### Exercise instructions
Look for the string "dark" in the data below, and copy each line that holds it.

### Data for analysis
┌──

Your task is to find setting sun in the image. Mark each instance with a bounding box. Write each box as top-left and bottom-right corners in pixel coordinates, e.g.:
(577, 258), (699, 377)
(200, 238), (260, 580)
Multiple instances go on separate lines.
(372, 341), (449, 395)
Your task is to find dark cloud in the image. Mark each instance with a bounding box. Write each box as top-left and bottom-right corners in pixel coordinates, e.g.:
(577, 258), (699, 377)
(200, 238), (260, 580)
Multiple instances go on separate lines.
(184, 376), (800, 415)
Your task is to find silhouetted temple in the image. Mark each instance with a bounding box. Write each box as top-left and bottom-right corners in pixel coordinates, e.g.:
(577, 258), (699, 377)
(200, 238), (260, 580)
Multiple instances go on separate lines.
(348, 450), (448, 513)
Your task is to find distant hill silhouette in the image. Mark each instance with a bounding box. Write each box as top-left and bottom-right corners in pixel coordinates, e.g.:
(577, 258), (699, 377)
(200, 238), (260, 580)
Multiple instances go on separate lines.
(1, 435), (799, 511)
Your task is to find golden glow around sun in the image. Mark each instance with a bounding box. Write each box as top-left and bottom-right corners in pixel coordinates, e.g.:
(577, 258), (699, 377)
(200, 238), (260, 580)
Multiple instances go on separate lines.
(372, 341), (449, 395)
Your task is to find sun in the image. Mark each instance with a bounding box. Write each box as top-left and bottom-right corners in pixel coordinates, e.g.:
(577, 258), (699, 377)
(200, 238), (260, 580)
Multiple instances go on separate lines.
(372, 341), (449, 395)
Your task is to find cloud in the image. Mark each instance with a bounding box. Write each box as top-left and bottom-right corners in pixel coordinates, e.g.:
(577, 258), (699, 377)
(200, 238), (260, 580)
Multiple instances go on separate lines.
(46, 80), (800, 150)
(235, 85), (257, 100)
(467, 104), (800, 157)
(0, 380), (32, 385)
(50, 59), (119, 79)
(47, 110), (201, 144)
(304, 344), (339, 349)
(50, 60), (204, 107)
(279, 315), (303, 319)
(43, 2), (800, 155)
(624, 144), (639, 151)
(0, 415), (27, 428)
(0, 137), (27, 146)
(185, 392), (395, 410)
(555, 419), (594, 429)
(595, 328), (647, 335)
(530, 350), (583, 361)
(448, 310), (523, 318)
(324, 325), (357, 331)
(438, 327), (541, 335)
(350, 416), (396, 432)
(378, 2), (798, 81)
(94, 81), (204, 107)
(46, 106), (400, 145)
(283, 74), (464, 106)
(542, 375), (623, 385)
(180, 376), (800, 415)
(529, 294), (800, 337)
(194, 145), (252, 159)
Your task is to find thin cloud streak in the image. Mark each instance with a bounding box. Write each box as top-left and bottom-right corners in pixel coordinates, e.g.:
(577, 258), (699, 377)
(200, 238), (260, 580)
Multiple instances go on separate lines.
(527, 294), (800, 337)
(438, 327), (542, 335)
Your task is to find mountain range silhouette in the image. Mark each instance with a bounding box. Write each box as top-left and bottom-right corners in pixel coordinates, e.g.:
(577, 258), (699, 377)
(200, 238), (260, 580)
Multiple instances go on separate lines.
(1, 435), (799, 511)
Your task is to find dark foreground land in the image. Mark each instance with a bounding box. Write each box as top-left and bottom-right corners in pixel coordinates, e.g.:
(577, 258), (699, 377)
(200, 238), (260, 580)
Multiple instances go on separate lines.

└──

### Finished exercise
Your task is to find dark cloud in the image. Mark each instance with a bounding box. Write each box as top-left and bottom-right corners in pixel coordinates, e.g.:
Your task is to find dark foreground land in the image. Mark each instance with a bounding box. Write each box as top-left and bottom-right corners in pixel coordinates, e.g.:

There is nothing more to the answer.